▶ **Task input**

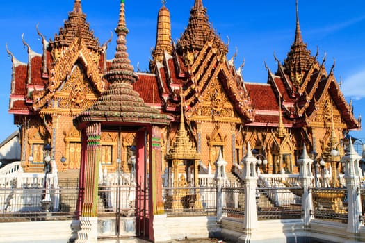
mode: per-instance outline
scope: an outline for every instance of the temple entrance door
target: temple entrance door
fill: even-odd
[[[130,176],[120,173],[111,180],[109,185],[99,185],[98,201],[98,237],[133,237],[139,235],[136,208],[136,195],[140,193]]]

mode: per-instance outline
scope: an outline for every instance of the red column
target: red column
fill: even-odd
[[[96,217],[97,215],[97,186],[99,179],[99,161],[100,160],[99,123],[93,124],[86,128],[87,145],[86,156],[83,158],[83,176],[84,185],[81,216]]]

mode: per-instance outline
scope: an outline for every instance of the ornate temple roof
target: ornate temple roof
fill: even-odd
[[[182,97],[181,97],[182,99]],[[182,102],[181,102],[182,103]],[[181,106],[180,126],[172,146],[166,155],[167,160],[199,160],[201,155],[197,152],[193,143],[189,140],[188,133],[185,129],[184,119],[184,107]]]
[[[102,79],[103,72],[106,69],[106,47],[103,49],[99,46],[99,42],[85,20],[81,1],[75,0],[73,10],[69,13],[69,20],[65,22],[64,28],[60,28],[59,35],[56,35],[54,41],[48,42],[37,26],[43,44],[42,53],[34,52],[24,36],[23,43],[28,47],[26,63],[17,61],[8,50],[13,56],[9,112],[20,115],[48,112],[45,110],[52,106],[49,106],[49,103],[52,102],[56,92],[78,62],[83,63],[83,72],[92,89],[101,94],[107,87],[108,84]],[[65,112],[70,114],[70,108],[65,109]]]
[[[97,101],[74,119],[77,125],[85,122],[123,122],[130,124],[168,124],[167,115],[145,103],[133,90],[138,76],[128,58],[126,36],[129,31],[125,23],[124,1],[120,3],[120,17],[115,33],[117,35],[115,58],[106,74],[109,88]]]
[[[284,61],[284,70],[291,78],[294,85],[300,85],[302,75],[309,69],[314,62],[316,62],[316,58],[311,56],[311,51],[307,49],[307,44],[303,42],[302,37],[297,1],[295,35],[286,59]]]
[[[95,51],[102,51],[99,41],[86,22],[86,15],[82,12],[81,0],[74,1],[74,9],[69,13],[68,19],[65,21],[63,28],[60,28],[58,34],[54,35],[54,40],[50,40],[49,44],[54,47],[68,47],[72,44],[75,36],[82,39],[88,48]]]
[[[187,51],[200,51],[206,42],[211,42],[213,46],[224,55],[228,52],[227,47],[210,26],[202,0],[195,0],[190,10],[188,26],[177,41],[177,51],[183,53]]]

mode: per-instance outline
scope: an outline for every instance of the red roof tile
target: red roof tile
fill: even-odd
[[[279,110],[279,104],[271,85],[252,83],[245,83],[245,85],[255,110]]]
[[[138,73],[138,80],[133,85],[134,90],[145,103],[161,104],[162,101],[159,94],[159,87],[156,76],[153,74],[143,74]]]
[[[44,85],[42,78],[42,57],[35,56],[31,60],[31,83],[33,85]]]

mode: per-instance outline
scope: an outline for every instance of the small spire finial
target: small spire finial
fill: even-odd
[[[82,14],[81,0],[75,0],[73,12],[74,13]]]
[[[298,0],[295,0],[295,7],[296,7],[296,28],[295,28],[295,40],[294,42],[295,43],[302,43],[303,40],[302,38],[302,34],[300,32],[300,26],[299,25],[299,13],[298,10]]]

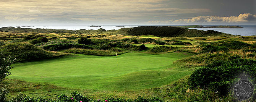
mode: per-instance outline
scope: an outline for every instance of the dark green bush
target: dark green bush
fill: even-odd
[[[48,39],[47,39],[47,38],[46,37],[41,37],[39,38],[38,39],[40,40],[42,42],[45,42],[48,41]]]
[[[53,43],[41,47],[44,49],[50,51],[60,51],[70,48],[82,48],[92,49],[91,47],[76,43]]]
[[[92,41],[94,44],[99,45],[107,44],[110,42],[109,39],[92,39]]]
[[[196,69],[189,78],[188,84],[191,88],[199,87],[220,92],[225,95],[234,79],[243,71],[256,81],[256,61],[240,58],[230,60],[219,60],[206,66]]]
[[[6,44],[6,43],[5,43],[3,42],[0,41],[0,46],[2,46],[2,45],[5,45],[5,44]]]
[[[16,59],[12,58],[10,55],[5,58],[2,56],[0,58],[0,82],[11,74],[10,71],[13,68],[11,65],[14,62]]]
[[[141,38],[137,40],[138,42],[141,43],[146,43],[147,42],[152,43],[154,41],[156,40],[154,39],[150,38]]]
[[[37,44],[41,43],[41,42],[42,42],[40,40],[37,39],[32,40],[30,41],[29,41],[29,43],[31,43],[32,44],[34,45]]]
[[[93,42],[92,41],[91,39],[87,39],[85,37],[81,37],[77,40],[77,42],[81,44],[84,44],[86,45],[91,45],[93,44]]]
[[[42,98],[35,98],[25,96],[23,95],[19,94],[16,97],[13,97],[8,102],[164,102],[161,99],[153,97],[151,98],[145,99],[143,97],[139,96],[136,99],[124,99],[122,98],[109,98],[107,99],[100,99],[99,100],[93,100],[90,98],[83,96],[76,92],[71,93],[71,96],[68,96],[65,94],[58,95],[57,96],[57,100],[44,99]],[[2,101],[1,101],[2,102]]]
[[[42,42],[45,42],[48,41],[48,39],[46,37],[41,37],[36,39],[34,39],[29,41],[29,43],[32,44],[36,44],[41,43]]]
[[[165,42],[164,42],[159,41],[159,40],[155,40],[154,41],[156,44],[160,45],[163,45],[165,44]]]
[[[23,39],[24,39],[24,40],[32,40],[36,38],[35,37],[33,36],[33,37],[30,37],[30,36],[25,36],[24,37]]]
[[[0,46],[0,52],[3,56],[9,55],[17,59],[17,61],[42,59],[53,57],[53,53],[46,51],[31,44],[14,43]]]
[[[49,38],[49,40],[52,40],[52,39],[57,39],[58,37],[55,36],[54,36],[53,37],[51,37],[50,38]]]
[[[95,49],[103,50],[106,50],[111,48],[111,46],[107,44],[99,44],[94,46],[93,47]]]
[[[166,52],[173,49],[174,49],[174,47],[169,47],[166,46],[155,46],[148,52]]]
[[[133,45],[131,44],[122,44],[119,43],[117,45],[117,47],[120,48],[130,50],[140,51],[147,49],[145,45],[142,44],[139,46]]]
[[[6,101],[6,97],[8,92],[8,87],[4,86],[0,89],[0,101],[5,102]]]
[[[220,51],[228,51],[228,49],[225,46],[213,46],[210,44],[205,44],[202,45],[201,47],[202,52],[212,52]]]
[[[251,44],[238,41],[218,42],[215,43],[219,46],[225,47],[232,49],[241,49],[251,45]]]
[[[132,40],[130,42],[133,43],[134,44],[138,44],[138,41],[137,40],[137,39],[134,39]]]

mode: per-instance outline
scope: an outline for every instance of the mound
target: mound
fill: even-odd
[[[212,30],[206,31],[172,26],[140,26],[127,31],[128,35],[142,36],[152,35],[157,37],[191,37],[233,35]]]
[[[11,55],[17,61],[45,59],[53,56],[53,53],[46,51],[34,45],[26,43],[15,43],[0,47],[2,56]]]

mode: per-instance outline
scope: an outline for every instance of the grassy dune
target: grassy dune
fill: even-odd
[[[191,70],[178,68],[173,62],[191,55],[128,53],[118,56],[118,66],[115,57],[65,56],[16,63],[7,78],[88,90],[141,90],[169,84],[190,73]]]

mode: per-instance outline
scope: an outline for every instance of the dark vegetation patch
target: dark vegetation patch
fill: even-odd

▶ **Exercise description**
Extract every line of the records above that contains the string "tile", matching case exactly.

▶ **Finished task**
scope: an outline for every instance of the red roof tile
target: red roof tile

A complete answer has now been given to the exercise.